* Excerpted text
════════

Creation-Evolution Issues Focus of Meeting & Field Trips
by Monte Sahlin
By AT News Team, August 19, 2014
Corrected August 23 and 28
This week about 300 faculty from Adventist colleges and universities, along with church administrators and pastors, are participating in an International Conference on the Bible and Science convened by the General Conference (GC) of the Seventh-day Adventist denomination at the Dixie Convention Center in St. George, Utah. The meeting includes presentations by Adventist and other Christian scholars, as well as field trips to look at various examples of geology.
Pastor Ted Wilson, the president of the GC, gave the keynote sermon last Friday morning (August 15) and made it clear that science teachers in Adventist schools are expected to believe in creation, not evolution. “As teachers on the campuses of Seventh-day Adventist academies, colleges and universities, and leaders in God’s church … hold firmly to a literal recent creation and absolutely reject theistic and general evolutionary theory,” Wilson said. “I call on you to be champions of creation based on the Biblical account and reinforced so explicitly by the Spirit of Prophecy,” he said referring to the writings of Adventist Church co-founder Ellen G. White.
Wilson pointed to Bible passages such as Genesis 1, 2 and Psalm 33:6, 9 and the writings of White to reject the Bible interpretation that each day in creation week might have lasted a long period of time, making the world older than a few thousand years. This is an interpretation widely accepted among Christians, even conservative Protestants. According to the Adventist Review, it "has crept into some Adventist schools in recent years and prompted, in part, a decision … to start organizing Bible and science conferences in 2002." The event this week is another in the series of such meetings.
Field trips during the meeting include a half day viewing the geological column in the Virgin River Gorge, most of Sabbath (August 16) touring Zion National Park and an entire day on Wednesday (August 20) on a geology tour of the Grand Canyon. More than 70 presentations will be made over the 10 days, including at least 30 of a scientific nature and nearly 40 on theology, Biblical studies and related philosophical topics (including devotionals).
Most of the presentations will be made by Adventist scholars and scientists from the Geoscience Research Institute, the research center funded by the GC, and several Adventist universities. At least four of the speakers are Christians from other denominations. Dr. Kurt Wise is a Baptist who directs the Creation Research Center at Truett-McConnell College in Cleveland, Georgia. He earned a PhD in geology from Harvard University and is well known for his writing on the topic of creationism.

════════

* Extracted material
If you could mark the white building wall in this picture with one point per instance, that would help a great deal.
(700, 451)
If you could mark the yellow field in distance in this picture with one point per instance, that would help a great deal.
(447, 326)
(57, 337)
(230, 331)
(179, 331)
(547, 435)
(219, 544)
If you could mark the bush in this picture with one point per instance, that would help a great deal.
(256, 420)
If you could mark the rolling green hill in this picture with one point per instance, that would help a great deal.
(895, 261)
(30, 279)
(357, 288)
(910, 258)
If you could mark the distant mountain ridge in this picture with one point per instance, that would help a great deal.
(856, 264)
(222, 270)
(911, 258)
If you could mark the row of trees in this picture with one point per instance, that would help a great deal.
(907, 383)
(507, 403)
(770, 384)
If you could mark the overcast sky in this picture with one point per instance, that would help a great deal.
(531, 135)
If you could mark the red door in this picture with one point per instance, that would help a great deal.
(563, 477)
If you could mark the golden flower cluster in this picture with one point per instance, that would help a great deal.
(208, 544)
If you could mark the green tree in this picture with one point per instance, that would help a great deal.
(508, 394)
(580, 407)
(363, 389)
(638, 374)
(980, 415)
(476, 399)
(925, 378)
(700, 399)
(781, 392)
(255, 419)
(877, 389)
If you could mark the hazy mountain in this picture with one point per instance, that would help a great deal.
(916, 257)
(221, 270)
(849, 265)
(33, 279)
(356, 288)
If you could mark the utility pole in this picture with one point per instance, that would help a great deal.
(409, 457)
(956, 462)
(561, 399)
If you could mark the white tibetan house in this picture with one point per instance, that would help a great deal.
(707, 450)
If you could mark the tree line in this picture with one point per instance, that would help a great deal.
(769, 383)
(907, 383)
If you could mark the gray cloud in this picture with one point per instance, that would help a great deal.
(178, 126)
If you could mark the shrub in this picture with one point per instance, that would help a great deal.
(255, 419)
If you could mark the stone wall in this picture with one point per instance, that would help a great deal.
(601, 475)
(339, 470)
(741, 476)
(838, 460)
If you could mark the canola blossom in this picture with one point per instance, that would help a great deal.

════════

* Exercises
1. According to the article about the Bible and science conference, where is the meeting being held?
2. Continue the article about the Bible and science conference from the point where it stops.
The lines have no connection to the article about the Bible and science conference.

* Results in order
1. At the Dixie Convention Center in St. George, Utah.

2.
Dr. John Baumgardner was a scientist at the Los Alamos National Laboratory with a PhD in geophysics and space physics from the University of California at Los Angeles. In 2005 he became a staff member at the Institute for Creation Research. In 1997, US News & World Report labeled him "the world's pre-eminent expert in the design of computer models for geophysical convection." In 2005 he also began the development of a computer program to model the accumulation of mutations in a genome so that the validity of neo-Darwinian theory can be tested.
Dr. Marcus Ross is an associate professor of geology at Liberty University in Virginia. He earned a PhD in geosciences from the University of Rhode Island and was featured in a New York Times article in February 2007 about his doctoral dissertation which involved animals generally understood to have been extinct for millions of years. He is also assistant director of the Center for Creation Studies at Liberty University.
Dr. John Whitmore is a geology professor at Cedarville University in Ohio. It is a Baptist institution fully accredited by the regional accrediting body with about 3,200 students, most in undergraduate programs. Whitmore earned his PhD at Loma Linda University.
The meeting also included a presentation on academic freedom by Dr. Lisa Beardsley-Hardy, the education director for the GC, and several opportunities for the participating science teachers to declare their position on the controversial topics under consideration. Some observers have called the meeting an exercise in "laying down the law" to Adventist scientists.
It is also important to note that on the last day of the meeting (Sunday, August 24) there will be a cluster of presentations on environmental issues. This is a new development in the long-standing Adventist interest in issues related to origins, but not out of line with the Adventist history of concern for natural living and conservation.
Adventist Today regrets misinformation that was published earlier and that has been corrected in this story.